(TASK GOAL): Pick out all lines with the word "island" from the records that follow.
◆ ◆ ◆ ◆ ◆ ◆ ◆
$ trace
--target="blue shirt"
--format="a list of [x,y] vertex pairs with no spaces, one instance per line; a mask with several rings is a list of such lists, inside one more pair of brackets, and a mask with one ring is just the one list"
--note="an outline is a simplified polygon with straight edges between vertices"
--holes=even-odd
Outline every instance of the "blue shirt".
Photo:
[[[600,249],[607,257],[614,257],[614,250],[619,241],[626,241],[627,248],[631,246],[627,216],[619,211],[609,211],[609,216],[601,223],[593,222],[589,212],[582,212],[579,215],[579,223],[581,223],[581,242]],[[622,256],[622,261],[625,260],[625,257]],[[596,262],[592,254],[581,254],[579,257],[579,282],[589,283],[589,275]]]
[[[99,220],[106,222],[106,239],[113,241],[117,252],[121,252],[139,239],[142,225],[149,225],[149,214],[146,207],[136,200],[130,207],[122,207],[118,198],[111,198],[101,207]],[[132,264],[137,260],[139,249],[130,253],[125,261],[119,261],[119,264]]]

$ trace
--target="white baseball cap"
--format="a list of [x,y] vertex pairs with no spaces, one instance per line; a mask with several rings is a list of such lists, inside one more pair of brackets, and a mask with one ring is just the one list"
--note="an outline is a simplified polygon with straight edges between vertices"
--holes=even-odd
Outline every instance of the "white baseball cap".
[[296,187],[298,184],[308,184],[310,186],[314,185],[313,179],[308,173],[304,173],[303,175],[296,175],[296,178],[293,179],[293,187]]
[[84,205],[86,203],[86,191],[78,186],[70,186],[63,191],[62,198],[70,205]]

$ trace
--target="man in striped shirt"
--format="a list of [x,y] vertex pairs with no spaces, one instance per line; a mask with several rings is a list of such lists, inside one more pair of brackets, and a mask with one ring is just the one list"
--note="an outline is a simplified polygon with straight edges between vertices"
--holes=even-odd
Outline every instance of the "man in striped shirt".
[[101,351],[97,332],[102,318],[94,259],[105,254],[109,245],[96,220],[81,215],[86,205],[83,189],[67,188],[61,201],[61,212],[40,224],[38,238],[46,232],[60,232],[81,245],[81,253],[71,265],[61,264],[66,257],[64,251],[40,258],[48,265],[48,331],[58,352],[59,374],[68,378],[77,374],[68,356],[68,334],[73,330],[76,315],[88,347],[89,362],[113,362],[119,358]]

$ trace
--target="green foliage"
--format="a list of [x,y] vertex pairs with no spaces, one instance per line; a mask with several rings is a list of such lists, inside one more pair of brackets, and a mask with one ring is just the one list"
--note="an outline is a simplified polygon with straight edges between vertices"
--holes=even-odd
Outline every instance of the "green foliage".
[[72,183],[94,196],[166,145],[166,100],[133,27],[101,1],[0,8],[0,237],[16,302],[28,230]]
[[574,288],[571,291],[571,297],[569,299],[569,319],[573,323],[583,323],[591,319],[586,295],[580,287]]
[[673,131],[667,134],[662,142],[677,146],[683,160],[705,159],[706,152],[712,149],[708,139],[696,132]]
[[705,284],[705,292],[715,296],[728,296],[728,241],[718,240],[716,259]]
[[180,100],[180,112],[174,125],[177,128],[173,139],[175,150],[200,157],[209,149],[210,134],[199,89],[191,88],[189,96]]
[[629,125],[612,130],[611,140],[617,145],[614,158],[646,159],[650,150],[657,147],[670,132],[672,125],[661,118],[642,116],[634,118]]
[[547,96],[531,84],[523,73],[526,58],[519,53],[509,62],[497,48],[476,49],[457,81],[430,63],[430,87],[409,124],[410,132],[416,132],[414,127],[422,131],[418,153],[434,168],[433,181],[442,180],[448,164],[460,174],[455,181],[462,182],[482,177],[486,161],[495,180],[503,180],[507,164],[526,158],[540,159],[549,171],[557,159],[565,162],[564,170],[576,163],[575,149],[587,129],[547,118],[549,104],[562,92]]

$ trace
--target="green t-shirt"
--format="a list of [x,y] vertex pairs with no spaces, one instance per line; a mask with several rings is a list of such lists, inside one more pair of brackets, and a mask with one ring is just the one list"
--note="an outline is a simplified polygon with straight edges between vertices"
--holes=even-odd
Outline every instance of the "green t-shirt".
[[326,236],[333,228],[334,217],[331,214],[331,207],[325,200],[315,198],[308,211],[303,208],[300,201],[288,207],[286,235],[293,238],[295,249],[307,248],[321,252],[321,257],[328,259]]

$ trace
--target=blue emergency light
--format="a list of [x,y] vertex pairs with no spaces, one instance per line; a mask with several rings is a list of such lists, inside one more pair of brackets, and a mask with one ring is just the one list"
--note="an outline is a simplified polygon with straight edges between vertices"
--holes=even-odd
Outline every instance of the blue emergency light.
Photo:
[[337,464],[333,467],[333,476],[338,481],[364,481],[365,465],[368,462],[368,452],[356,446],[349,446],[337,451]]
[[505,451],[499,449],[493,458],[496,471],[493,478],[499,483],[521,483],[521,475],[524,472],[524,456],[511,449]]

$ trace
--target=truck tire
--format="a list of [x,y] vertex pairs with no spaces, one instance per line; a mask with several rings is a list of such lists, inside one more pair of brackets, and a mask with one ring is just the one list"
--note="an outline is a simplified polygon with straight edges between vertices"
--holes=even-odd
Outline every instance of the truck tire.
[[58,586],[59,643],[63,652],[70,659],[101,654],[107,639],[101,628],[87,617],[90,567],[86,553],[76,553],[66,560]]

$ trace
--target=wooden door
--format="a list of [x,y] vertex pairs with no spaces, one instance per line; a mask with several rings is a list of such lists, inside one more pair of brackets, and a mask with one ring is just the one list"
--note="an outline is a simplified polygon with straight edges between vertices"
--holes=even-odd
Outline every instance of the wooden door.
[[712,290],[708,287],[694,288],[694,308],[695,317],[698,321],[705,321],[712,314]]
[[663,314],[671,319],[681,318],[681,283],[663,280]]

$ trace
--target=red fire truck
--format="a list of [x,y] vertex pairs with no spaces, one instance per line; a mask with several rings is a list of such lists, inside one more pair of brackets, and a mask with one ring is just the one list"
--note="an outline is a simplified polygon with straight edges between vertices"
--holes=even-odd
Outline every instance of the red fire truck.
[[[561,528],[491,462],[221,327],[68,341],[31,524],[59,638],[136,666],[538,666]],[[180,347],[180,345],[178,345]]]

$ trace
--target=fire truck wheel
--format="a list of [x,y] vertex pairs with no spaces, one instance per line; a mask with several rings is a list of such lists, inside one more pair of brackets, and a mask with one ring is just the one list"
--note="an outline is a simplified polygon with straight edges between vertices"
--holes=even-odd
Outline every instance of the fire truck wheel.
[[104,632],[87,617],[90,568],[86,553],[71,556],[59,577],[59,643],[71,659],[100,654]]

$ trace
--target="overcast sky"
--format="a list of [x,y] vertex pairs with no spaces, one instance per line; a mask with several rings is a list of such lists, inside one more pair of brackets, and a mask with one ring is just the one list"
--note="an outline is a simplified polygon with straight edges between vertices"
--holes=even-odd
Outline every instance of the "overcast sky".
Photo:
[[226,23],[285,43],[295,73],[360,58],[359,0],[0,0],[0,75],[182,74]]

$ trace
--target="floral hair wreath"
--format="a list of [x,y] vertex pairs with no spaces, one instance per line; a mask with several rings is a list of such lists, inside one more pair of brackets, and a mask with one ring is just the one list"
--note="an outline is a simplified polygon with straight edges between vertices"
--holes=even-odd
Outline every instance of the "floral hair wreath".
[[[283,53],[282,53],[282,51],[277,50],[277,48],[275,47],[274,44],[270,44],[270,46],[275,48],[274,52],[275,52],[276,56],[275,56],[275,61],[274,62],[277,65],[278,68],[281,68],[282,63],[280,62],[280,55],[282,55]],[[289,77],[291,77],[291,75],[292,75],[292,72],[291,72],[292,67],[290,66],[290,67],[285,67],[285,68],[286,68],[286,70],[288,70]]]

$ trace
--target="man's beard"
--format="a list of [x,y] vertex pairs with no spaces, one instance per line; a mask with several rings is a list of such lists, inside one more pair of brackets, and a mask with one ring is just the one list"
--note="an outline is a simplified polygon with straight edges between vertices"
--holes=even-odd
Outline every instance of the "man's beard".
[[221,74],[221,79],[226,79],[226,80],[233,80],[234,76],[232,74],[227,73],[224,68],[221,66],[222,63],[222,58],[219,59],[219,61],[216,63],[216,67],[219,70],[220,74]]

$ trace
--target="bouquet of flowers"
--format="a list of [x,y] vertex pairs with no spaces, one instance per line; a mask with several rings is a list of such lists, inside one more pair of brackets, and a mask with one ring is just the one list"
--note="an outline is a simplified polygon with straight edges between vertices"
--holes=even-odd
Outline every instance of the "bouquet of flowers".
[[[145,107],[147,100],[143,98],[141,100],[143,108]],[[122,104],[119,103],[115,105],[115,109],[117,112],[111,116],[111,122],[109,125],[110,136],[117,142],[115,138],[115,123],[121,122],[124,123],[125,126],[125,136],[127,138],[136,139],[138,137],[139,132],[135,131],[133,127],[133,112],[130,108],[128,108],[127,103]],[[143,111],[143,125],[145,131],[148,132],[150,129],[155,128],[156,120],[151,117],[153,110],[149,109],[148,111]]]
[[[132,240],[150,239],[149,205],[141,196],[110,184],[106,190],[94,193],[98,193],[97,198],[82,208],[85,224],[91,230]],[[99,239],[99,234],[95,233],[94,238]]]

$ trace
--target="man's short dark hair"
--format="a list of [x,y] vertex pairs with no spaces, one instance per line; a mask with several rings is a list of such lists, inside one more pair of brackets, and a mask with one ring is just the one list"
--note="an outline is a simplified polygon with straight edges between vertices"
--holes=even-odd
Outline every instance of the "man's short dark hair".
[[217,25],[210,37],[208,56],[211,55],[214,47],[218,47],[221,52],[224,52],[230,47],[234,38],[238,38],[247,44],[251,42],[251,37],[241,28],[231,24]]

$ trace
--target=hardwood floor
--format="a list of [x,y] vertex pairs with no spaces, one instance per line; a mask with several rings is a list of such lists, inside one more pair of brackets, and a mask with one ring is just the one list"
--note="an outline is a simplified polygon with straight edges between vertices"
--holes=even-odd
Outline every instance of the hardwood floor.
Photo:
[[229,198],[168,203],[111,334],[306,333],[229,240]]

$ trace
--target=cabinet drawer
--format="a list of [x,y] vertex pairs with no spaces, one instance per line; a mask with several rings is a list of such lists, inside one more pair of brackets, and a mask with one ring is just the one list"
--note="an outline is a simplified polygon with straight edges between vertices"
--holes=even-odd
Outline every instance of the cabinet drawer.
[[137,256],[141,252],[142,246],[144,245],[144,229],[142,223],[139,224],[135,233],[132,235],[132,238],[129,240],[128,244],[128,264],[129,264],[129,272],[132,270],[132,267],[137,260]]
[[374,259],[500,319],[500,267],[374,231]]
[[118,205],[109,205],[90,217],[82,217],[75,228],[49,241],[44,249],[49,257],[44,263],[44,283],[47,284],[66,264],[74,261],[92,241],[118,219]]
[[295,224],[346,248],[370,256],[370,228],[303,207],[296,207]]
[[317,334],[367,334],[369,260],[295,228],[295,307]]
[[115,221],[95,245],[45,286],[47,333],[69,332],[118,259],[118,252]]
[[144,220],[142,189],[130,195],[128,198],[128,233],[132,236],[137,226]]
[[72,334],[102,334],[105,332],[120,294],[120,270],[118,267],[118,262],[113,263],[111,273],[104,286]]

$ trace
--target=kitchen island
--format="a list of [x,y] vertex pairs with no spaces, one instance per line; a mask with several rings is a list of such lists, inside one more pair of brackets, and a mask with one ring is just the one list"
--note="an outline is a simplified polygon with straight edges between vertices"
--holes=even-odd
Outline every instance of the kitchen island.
◆ ◆ ◆ ◆ ◆ ◆ ◆
(RESULT FOR THIS TASK):
--target=kitchen island
Outline every instance of the kitchen island.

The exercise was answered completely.